*** Leesfragment

Cassatie over de vermogensbelasting en de ondernemingsvrijstelling voor aandelen in een vennootschap

In deze zaak gaat het om een beroep in cassatie van de Staatssecretaris van Financiën tegen een uitspraak van het Gerechtshof te 's-Hertogenbosch, die betrekking heeft op de aan X te Z opgelegde aanslag in de vermogensbelasting voor het jaar 1991. De belanghebbende had een aanslag ontvangen op basis van een vermogen van ƒ 1.678.000,--, maar na bezwaar werd deze door de Inspecteur gehandhaafd. Het Hof vernietigde deze uitspraak en verlaagde de aanslag tot ƒ 1.133.555,--. De Staatssecretaris ging in cassatie tegen deze beslissing.

De kern van de zaak draait om de vraag of de vennootschap D B.V. op 1 januari 1991 een lichaam was dat uitsluitend bestond uit het beleggen van vermogen, zoals bedoeld in artikel 8, lid 6, letter b van de Wet op de vennootschapsbelasting 1969. De Hoge Raad oordeelt dat het Hof terecht heeft vastgesteld dat er risico's verbonden waren aan de vordering van D B.V. op een voormalige werkmaatschappij, wat impliceert dat de vennootschap niet uitsluitend gericht was op vermogensbeheer. Dit oordeel van het Hof wordt door de Hoge Raad niet als onjuist beschouwd.

******

Takenlijst:
[1] Noem alle personen, instanties en rechtspersonen die in de tekst over de cassatiezaak met een naam of ambtelijke titel worden aangeduid.
[2] Herhaal letterlijk het deel van de tekst over de cassatiezaak van "De kern van" tot en met "als onjuist beschouwd.".
[3] Ga verder met de tekst over de cassatiezaak en begin direct na de laatste zin.
Voor het werk hieronder zijn de data niet nodig.

*** Datafragment

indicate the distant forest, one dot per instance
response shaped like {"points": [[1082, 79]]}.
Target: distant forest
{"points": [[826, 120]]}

******

Antwoorden per taak:
[1] X, D B.V., de Staatssecretaris van Financiën, de Inspecteur, het Gerechtshof te 's-Hertogenbosch, de Hoge Raad

[2]
De kern van de zaak draait om de vraag of de vennootschap D B.V. op 1 januari 1991 een lichaam was dat uitsluitend bestond uit het beleggen van vermogen, zoals bedoeld in artikel 8, lid 6, letter b van de Wet op de vennootschapsbelasting 1969. De Hoge Raad oordeelt dat het Hof terecht heeft vastgesteld dat er risico's verbonden waren aan de vordering van D B.V. op een voormalige werkmaatschappij, wat impliceert dat de vennootschap niet uitsluitend gericht was op vermogensbeheer. Dit oordeel van het Hof wordt door de Hoge Raad niet als onjuist beschouwd.

[3]
De Hoge Raad verwerpt het beroep van de Staatssecretaris en oordeelt dat de proceskosten die de belanghebbende heeft moeten maken in verband met de cassatieprocedure voor vergoeding in aanmerking komen. De kosten worden vastgesteld op ƒ 1.420,--. Tevens wordt er griffierecht geheven van ƒ 315,--, waarvan een deel al is verrekend met een eerder betaald bedrag bij het Hof. Dit arrest is op 16 december 1998 uitgesproken door de vice-president en de raadsheren, in aanwezigheid van de waarnemend griffier.

Uitspraak

gewezen op het beroep in cassatie van de Staatssecretaris van Financiën tegen de uitspraak van het Gerechtshof te 's-Hertogenbosch van 19 september 1997 betreffende de aan X te Z voor het jaar 1991 opgelegde aanslag in de ver mogensbelasting.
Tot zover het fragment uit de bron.